• **TAREAS Y EJERCICIOS**
• a. Traduce al inglés esta oración del texto sobre el histrionismo: "A medida que uno aprende un lenguaje, comprende la importancia de utilizar con precisión milimétrica sus signos, y cualquier uso impreciso o sobreactuado resulta histriónico."
• b. Redacta la continuación del texto sobre el histrionismo a partir de su última oración.

• **FUENTE**
La cultura evoluciona mediante la
evolución (¿o circunvolución?) de sus signos mediante síntesis dialéctica, y en
este punto me confieso completamente hegeliano. La especificación de los signos
se va dando mediante el cincelado de los matices de su presencia fenoménica, más "funcional" (comunicativa) cuanto más inadvertible. Es por ello
que el ojo experto es mucho más severo en su juicio del histrionismo: al
connoisseur las gestualidades le resultan innecesarias, torpes, inmaduras,
retóricas. A medida que uno aprende un lenguaje, comprende la importancia de
utilizar con precisión milimétrica sus signos, y cualquier uso impreciso o
sobreactuado resulta histriónico.
En arquitectura, por ejemplo, se
considera que el sabio es aquel capaz de evitar el histrionismo, de modo que el
gesto del diseñador desaparece en un proyecto que se vive como natural, “inpensado”, fluyendo sin alaridos comunicatvos.
El histrionismo es en cierto sentido una intencionalidad sobreexpresada, la sobreexposición de la voluntad expresiva del que lo produce. Ahora bien, el flirteo con el lenguaje histriónico puede
ser una estrategia artística y política tan válida como cualquier otra: su uso
permite, por ejemplo, la anulación del rol catártico de la ficción contra el
que trabajaba Bertol Bretch, pues habilita al espectador a mantener una
distancia crítica con aquello que le es narrado y así, en cierto sentido, se
inmuniza contra la sofronización moral implícita en todo relato moralejístico (todo
relato que acaba en un “The End”).

• **INFORMACIÓN PROPORCIONADA**
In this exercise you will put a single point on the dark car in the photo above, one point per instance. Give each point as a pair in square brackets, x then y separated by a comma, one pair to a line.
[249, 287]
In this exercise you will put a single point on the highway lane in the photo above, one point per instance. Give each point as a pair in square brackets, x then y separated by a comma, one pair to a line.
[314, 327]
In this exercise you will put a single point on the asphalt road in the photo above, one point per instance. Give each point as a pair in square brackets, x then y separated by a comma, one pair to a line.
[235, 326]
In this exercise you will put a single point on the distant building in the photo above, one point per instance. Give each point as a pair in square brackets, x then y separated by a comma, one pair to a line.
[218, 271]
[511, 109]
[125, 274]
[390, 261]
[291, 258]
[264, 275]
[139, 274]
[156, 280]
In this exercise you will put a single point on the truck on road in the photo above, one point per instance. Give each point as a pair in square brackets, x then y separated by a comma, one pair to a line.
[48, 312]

• **RESPUESTAS POR TAREA**
• a. As one learns a language, one comes to understand the importance of using its signs with millimetric precision, and any imprecise or overacted use comes across as histrionic.

• b.
Esta deliberación viene a cuento
para intentar explicarme el por qué del radical histrionismo de esta
Cosmópolis, film de David Chronemberg que adapta un libro de DeLillo y que,
francamente, resulta una película muy mala, por no decir desastrosa…
precisamente por lo extremadamente histriónico de sus mecanismos narrativos:
calamitosas sobreactuaciones (el esforzado Robert Pattison intentando pasar por
un “actor serio” cae en el ridículo), ambientación casi paródica (una atmósfera
apocalíptica carente de toda sutileza), diálogos de mesianismo bíblico de una
insufrible retórica moralista (el speech de la filósofa es uno de los momentos
más grotescos del cine arty reciente), metáforas escénicas de parvulario… Un
festival de excesos narrativos que, quizás buscando transmitir una sensación de
seriedad y trascendencia, hacen del film una experiencia extrañísima y que
constantemente flirtea con el esperpento: uno no sabe si la peli quería ser el
relato político más serio de esta década (en cuyo cayo fracasa
estrepitosamente) o más bien una especie de parodia existencialista del cine
político en sí.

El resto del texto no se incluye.